**Excerpt to read**

::::::::

2014-04-21 Thread Bill Schmidt
Hi,

This patch adds a small RTL simplification for the case where the first
operand to a VEC_SELECT is another VEC_SELECT with an inverse selection
function.  E.g.,

(vec_select:V4SF (vec_select:V4SF (OP:V4SF) (parallel [2 3 0 1]))
 (parallel [2 3 0 1]))

may be simplified to (OP:V4SF).  This comes up in practice on
powerpc64le-linux-gnu because of the characteristics of certain loads
and stores in the Power7 and later ISAs.  When running in little endian
modes, one of these loads must be followed by a permute to reorder the
vector elements, and one of these stores must be preceded by a permute
to once again reorder them.  Thus a simple copy may end up with two
permutes whose effect cancels each other out.  The patch ensures those
redundancies are detected and removed.

::::::::

**Stored records**
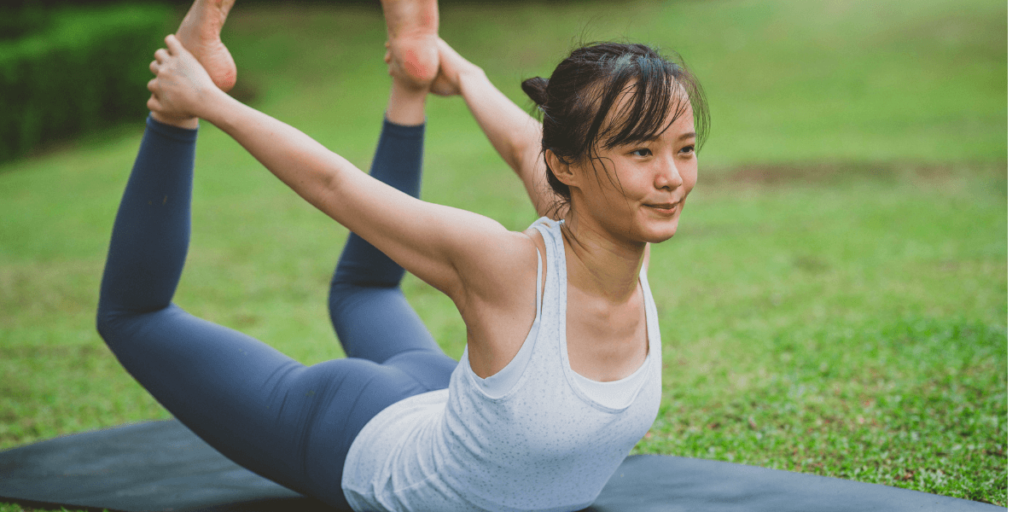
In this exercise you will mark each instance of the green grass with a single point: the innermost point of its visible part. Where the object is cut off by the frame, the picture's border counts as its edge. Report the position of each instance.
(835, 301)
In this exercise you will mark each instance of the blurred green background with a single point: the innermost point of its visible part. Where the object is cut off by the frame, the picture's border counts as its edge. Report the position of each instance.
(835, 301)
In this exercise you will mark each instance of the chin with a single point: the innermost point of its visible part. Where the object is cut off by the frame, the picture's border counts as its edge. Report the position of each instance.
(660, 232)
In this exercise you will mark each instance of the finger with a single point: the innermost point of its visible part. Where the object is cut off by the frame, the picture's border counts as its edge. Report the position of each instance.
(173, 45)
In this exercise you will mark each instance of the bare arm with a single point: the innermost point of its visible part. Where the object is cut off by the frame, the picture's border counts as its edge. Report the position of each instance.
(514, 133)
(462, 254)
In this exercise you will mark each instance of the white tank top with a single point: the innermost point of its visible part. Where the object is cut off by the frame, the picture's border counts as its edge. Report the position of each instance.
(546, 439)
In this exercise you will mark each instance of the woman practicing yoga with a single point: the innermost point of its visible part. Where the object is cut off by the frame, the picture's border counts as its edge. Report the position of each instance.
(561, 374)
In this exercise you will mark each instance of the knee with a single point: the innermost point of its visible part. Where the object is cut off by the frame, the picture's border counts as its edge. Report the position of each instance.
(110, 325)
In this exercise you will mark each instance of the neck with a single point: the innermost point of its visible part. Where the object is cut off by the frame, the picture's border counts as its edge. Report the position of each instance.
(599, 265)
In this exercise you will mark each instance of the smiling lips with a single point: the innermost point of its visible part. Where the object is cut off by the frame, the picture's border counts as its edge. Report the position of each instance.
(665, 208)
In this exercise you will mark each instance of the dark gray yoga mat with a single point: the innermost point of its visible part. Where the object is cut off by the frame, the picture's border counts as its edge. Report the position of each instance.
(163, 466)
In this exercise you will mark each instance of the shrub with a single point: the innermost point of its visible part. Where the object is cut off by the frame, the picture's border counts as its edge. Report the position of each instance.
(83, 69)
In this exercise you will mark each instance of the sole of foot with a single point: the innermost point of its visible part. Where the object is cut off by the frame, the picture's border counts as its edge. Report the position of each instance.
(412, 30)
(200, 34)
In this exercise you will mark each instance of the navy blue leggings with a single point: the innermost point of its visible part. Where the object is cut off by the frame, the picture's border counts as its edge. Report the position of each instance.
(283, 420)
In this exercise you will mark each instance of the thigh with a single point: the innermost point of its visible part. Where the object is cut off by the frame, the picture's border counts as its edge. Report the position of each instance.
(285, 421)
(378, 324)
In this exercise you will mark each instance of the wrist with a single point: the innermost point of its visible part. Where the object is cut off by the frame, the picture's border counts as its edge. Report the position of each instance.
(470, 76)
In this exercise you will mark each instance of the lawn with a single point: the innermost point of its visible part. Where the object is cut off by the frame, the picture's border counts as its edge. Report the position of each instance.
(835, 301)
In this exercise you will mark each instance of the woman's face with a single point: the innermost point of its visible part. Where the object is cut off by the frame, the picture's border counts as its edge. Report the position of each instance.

::::::::

**Required work**
1. In the patch message, on which target does this case come up in practice?
2. From the patch message, list in order the index numbers inside the parallel selection in the example.
3. Write out the part of the patch message that starts with the words containing "(vec_select:V4SF (vec_select:V4SF (OP:V4SF)" and ends with "detected and removed.".

**The solutions**
1. powerpc64le-linux-gnu

2. 2, 3, 0, 1

3.
(vec_select:V4SF (vec_select:V4SF (OP:V4SF) (parallel [2 3 0 1]))
 (parallel [2 3 0 1]))

may be simplified to (OP:V4SF).  This comes up in practice on
powerpc64le-linux-gnu because of the characteristics of certain loads
and stores in the Power7 and later ISAs.  When running in little endian
modes, one of these loads must be followed by a permute to reorder the
vector elements, and one of these stores must be preceded by a permute
to once again reorder them.  Thus a simple copy may end up with two
permutes whose effect cancels each other out.  The patch ensures those
redundancies are detected and removed.